[SOURCE TEXT]
Shalom Aleichem, So Long, and Fare Ye Well

My soon to be new home
My soon to be new home

I’m off to play with the wild things!

In less than two months I will leave Arcata for my great big adventure. my solo sabbatical. I’m headed to the green hills of ancient Tara, to Ireland. I’ll be staying in a hermitage cabin by myself that is part of a community dedicated to solitude, silence and communion with nature and the Divine in contemplation. They allow folks of all faiths or no specific faith to spend time in their hermitage cabins, after determining if the person applying is someone who will work for them and their process, and this wild and wacky crazy Jewish woman, somehow made the grade. The fey folk and I go way back.

So, now I am moving through the hundreds of things that have to get done before I depart for this time away. There will be no phone and no internet in my small stone cottage. I will have a bed, a desk, a wood stove, a small cooking space, a bathroom and electricity to work my computer. I’ll be cooking my own meals with food provided for me from the gardens of the land I’ll be on. I’ll be sitting quietly on moss, swimming in cold rivers or lochs, walking to the beach and exploring the green, misted and very mellow and unpopulated countryside. I’ll be praying and writing and sleeping, resting, studying Torah, meditating, playing with watercolors and sleeping more!

[EXTRACTED INFORMATION]
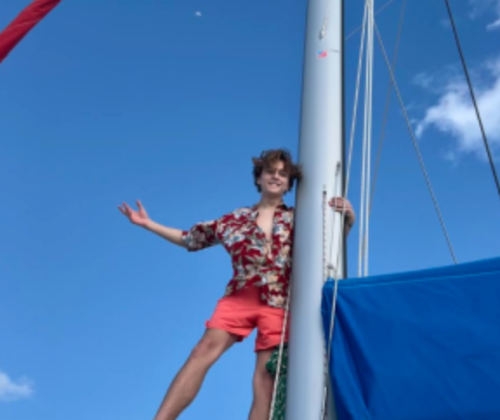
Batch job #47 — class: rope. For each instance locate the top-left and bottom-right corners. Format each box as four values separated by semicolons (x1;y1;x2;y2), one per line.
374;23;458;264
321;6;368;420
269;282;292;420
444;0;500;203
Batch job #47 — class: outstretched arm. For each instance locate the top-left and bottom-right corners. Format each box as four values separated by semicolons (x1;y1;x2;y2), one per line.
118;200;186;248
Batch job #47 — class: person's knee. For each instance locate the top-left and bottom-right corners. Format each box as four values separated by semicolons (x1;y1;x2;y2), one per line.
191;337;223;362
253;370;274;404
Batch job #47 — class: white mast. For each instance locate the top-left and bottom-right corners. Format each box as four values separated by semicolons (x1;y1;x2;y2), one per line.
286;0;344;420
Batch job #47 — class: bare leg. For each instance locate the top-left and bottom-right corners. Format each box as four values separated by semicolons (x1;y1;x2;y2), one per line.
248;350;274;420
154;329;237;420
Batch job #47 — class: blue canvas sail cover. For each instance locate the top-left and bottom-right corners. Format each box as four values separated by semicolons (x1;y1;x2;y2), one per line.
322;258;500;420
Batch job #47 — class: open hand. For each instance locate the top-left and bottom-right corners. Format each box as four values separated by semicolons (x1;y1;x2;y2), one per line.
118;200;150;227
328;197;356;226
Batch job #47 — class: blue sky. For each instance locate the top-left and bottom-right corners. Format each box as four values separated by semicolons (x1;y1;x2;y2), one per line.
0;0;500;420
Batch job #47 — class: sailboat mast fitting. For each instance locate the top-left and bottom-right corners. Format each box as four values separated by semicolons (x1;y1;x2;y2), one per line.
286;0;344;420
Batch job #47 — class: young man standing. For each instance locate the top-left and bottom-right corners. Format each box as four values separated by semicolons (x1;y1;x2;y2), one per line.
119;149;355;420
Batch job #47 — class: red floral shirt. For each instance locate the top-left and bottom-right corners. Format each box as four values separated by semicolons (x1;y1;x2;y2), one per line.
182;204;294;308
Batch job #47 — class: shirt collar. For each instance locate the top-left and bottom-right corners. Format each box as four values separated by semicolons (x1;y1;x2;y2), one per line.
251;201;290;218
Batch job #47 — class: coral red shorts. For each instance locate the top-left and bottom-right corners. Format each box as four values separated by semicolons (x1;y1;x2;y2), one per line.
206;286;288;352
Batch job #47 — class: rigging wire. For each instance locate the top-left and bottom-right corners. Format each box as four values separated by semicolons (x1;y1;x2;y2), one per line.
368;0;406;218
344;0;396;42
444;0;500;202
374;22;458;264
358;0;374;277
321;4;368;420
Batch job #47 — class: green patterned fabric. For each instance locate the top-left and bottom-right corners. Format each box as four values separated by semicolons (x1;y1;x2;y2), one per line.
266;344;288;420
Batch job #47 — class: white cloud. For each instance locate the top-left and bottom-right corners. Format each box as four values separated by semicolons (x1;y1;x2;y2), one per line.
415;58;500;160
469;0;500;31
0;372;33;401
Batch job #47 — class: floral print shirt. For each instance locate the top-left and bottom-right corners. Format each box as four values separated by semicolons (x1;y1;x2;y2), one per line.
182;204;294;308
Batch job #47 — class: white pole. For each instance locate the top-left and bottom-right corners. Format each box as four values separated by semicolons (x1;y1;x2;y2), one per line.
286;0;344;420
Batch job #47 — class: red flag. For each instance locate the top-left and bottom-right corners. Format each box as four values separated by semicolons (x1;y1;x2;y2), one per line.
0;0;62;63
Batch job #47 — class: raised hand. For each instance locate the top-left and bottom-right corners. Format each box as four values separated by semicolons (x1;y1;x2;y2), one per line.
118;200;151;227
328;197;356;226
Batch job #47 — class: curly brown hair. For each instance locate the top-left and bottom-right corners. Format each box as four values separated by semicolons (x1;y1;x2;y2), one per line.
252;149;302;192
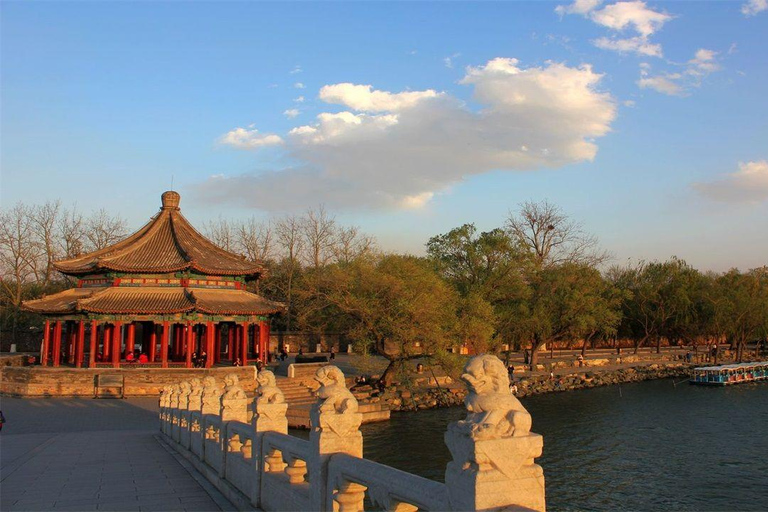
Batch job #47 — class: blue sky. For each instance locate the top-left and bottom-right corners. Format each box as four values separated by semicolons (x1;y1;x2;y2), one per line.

[WHAT YOU WILL DO]
**1.** Please reproduce the sabbatical post between "I’m off to play" and "go way back.", inclusive, replacing "solitude" with "stillness".
**2.** Answer these questions from the sabbatical post.
(a) Which place will the writer leave for the sabbatical?
(b) What source of heat will the stone cottage have?
(c) Where will the food for the writer's meals come from?

[REPLIES]
**1.**
I’m off to play with the wild things!

In less than two months I will leave Arcata for my great big adventure. my solo sabbatical. I’m headed to the green hills of ancient Tara, to Ireland. I’ll be staying in a hermitage cabin by myself that is part of a community dedicated to stillness, silence and communion with nature and the Divine in contemplation. They allow folks of all faiths or no specific faith to spend time in their hermitage cabins, after determining if the person applying is someone who will work for them and their process, and this wild and wacky crazy Jewish woman, somehow made the grade. The fey folk and I go way back.

**2.**
(a) Arcata
(b) A wood stove
(c) The gardens of the land where the writer will be staying